| Ejercicio propuesto |
Continúa el relato sobre el viaje a Lastras de Cuellar a partir de su última oración.

| Fragmento |
|---|
El sendero que lleva a Frumales

11 febrero, 2010

sendero

La ciudad tiene todo lo necesario para saciar el voraz apetito de sus ciudadanos a cambio de incrementar nuestros niveles de estrés. Precisamente cuando nuestras cotas de ansiedad se posicionan en la cima, muchos de nosotros decidimos acudir a aquellos espacios donde la paz y el sosiego marcan la vida diaria. Ese es nuestro uso de los espacios rurales: un bálsamo de tranquilidad que palia nuestras ajetreadas vidas urbanas.

Mi nivel de estrés había adquirido unas proporciones colosales y comencé a sentir la llamada del campo. Aire puro, viento fresco, buenos alimentos y calma, mucha calma. Abrí un mapa de España en Internet y comencé a buscar un punto remoto en el que poder descansar unos días. Lastras de Cuellar, una pequeña población segoviana situada en un extenso pinar parecía darme la solución a mis problemas.

Cuando llego a un nuevo destino tengo la costumbre de preguntar a los autóctonos sobre lugares con encanto o rutas que merezcan la pena. Con ese fin acudí a un bar del pueblo, donde se habían reunido algunas personas.
|---|
[Entradas de datos recopiladas]
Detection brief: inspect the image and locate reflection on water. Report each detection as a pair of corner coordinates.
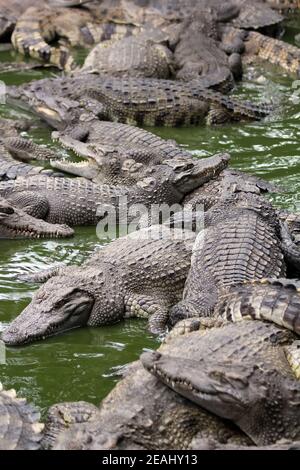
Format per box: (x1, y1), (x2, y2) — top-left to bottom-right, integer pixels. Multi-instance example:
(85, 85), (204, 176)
(0, 28), (300, 410)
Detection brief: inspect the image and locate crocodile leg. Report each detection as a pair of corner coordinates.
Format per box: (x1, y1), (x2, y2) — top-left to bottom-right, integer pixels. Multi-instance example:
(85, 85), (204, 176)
(284, 341), (300, 380)
(245, 32), (300, 77)
(281, 224), (300, 272)
(126, 296), (170, 335)
(3, 137), (59, 161)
|---|
| Respuesta al ejercicio |
pinar

Sabía que existía un camino a través del pinar que conectaba Lastras de Cuellar con un pequeño pueblo llamado Frumales. En esta pequeña aldea viven los abuelos de Henar, mi inseparable compañera de viajes. Era una buena idea hacer una visita a los parientes. Pregunté al camarero por el camino, y con ese tono que suelen poner los actores en las películas de terror nos dio algunas referencias y nos advirtió de la presencia de lobos en la zona. Era menester extremar precauciones.

Seguimos las pautas del camarero. Se podía ver un sendero de fina arena que se perdía en el horizonte. Resultaba curioso caminar por arena de playa a cientos de kilómetros de la costa. La única explicación posible es que aquel lugar hubiera estado invadido por el agua hace más años de los que recuerda la memoria humana.

Aquel trayecto no nos debía suponer ningún problema, el terreno era llano y el sendero estaba bien marcado. Al cabo de veinte minutos de caminata, el rastro del sendero se fue difuminando. Nuevas ramificaciones partían de nuestra senda y no teníamos más indicaciones. Para dramatizar más la escena una fina lluvia comenzó a golpearnos las cabezas.

arenal

En un momento dado escuché un aullido. Mi aprensión hizo el resto: los lobos. Comencé a mirar en derredor en busca de una hipotética manada salvaje. Lógicamente me entró miedo. Entre los pinos conseguí ver un grupo de cánidos, unos seis o siete. Hice lo posible por contener mi esfínter cuando me percaté de que la manada se estaba acercando a nosotros. Cuando se aproximaron lo suficiente, justo antes de sufrir un ataque de pánico, me di cuenta de que aquella manada estaba compuesta por perros callejeros abandonados y no por fieros lobos. Me sentí ridículo.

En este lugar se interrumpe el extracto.